Start of Supplied entries

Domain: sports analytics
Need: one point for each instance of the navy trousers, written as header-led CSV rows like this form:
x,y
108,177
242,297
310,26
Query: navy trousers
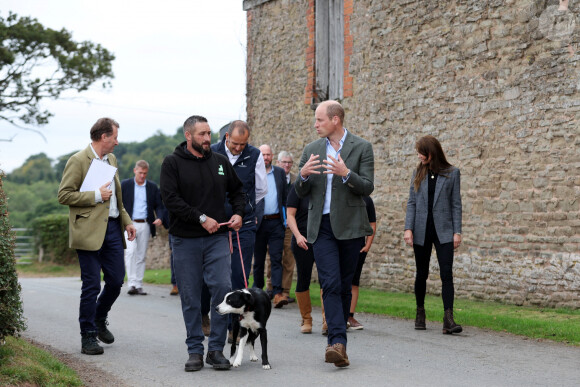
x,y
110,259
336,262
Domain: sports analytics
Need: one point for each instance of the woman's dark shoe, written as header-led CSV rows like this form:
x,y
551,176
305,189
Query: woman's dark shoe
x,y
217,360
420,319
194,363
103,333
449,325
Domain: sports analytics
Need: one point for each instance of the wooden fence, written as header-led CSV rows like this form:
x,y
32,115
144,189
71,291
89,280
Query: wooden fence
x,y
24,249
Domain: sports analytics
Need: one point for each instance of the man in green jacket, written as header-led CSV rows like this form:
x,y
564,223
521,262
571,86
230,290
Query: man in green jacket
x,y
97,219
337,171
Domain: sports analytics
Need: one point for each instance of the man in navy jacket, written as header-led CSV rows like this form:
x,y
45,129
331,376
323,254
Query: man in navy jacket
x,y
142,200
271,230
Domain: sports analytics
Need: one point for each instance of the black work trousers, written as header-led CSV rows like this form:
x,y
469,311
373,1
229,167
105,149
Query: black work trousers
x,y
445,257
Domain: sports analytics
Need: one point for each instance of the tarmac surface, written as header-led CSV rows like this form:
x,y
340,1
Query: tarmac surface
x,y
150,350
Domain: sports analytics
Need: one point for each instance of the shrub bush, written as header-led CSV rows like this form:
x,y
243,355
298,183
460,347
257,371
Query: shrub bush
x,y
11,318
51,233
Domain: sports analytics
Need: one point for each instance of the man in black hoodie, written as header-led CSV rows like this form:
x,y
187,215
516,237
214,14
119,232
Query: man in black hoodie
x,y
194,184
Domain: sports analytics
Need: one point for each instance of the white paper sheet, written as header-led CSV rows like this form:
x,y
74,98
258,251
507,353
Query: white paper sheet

End of Supplied entries
Start of Supplied entries

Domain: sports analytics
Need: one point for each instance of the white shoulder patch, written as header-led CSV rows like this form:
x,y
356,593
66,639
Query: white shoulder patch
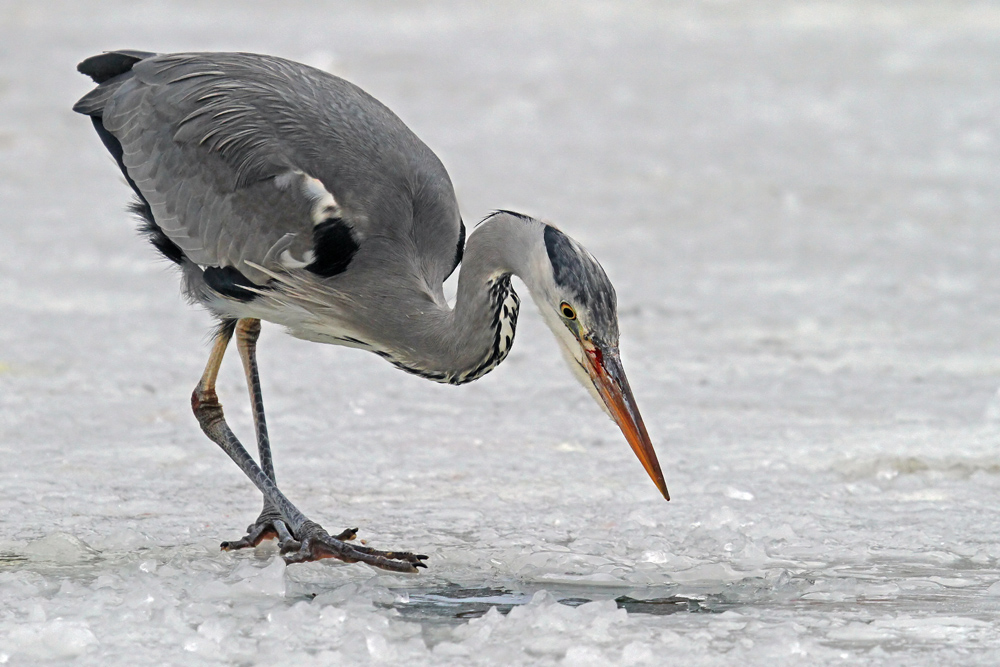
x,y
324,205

End of Supplied entries

» **Your assignment**
Reproduce every line of the listing above in which the string "sheet" appears.

» **Task answer**
Need: one point for each instance of the white paper sheet, written as header-led CSV rows like this form:
Query: white paper sheet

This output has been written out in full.